WRITTEN PROBLEM A: In the abstract on uterine geography, what is the title of the article by Sophie Lewis?
WRITTEN PROBLEM B: Continue the abstract on thinking geographically with wombs from where it ends.

SOURCE:
Abstract
How can we think geographically with wombs, especially in relation to labour? This is my reading of the question posed by Sophie Lewis in this article ‘Cyborg uterine geography’. The article is challenging not just because the author sets an ambitious task but also because it addresses ‘messy’ bodies long associated with femininity and because it contains terms, phrases and theories that will likely be unfamiliar to some readers. Woven into these theoretical ideas are some helpful examples of how geographers might use the uterus to deromanticize care and social production and instead proliferate that which is often considered to be queer and counter-intuitive. These examples could be developed in future work. So too could how space and place matter to the uterus, and how discourses of the ‘bad’ mother might add weight to arguments about deromanticizing care and social reproduction.

Dataset extracts labeled with boxes:

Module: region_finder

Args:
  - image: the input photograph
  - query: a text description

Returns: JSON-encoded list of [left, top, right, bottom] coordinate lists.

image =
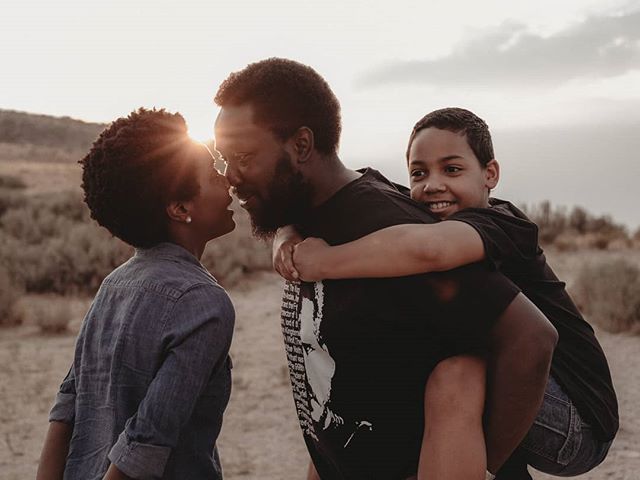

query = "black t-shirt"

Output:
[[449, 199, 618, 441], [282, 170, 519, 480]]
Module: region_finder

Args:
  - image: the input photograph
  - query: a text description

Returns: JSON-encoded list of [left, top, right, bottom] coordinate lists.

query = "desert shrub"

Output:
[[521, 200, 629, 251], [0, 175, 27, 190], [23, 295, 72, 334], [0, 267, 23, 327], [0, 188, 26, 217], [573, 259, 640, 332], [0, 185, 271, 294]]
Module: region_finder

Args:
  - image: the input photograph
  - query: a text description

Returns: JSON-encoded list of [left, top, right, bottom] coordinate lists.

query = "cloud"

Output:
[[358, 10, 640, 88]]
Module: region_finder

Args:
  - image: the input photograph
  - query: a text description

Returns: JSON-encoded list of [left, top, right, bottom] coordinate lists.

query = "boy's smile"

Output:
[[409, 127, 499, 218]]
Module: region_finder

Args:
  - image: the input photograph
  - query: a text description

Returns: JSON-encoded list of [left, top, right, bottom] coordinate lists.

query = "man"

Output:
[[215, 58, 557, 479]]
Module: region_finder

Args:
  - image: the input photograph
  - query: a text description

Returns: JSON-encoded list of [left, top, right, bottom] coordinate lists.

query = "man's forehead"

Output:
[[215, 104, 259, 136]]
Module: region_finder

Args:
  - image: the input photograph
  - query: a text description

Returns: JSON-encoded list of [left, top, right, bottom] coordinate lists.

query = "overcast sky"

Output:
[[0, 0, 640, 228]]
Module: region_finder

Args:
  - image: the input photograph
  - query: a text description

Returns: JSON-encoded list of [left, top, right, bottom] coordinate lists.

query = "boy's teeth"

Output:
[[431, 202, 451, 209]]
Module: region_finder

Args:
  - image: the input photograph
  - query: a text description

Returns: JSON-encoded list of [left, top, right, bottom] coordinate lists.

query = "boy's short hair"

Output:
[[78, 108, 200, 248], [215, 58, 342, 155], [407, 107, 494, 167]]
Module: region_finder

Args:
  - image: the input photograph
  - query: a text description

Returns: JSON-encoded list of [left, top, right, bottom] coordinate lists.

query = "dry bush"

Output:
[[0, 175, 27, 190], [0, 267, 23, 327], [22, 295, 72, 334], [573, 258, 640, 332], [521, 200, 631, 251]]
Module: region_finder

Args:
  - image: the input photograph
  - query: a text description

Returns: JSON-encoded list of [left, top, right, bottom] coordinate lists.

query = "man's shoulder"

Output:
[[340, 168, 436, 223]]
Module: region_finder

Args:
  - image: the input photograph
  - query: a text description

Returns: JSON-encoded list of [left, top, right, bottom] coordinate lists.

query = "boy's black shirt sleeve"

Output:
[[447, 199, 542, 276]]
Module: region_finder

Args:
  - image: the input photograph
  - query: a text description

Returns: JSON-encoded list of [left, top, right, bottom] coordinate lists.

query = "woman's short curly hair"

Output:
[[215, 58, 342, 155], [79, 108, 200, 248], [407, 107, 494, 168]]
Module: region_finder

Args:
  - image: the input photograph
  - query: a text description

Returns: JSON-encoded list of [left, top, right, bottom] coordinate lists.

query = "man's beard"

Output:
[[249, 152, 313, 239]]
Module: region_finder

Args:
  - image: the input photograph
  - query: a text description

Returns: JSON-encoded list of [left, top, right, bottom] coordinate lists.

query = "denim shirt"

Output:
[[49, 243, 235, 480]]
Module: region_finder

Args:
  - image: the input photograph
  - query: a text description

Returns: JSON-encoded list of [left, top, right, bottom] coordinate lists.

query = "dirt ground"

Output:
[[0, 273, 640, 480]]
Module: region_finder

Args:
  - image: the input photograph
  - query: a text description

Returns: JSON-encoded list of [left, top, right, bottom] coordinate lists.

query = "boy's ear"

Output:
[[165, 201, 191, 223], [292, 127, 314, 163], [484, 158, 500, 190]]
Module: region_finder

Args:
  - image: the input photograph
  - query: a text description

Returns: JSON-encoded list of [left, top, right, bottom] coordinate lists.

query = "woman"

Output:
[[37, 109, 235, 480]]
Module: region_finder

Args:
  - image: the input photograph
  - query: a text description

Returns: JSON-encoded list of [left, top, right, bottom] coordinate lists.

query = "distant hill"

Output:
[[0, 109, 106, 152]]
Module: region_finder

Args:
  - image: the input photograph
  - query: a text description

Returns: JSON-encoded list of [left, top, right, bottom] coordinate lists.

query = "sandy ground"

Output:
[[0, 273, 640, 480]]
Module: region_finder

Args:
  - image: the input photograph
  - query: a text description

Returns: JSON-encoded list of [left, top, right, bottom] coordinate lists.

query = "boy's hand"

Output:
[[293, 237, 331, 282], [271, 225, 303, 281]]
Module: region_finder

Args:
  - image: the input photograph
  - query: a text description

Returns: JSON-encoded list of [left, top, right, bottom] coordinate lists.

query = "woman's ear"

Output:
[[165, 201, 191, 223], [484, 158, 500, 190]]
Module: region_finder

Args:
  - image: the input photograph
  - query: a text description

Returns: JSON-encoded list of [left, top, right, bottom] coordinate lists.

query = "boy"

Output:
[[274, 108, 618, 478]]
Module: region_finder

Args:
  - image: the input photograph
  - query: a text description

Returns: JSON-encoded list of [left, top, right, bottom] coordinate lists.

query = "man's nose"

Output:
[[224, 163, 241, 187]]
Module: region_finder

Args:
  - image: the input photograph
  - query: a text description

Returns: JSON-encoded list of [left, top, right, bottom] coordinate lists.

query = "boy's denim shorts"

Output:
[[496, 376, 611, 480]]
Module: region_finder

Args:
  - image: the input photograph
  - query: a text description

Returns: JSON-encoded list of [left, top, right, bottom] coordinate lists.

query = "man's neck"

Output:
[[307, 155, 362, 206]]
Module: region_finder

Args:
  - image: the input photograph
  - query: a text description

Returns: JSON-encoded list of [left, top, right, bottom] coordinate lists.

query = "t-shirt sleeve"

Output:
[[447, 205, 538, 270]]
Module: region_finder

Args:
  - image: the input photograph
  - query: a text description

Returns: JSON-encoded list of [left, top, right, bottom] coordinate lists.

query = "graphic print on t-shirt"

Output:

EXERCISE OUTPUT A: ‘Cyborg uterine geography’

EXERCISE OUTPUT B:
‘Uterine geography’ (regardless of whether one sides with cyborgs or goddesses) is central to understandings of the social and the spatial. We all have mothers from whose wombs we came. Reproduction is not just a mainstay of life, it is life. Despite this, based on experience of reactions to my own work on maternal bodies and spaces (e.g. Metro, 1993), it is likely that some will read this article by Sophie Lewis (2018) as being peripheral to geographers’ concerns – not ‘real’ geography. I disagree. I think that theorizing with the uterus is an intriguing idea that ought to be of interest to a wide cross section of geographers. It has the potential to prompt the rethinking of a range of concepts such as the making of people and places, self and Other, boundaries, labour, social reproduction and care – things that often sit at the heart of spatial relations. Lewis, in this article, asks: what geographies of gestation might become imaginable if a ‘wider range of ongoing social labours were felt to be “uterine”, and the uterine [was] made seriously comparable to other labours?’ Or, to put this another way, how can we think geographically with wombs, especially in relation to labour? This is not an easy question to answer.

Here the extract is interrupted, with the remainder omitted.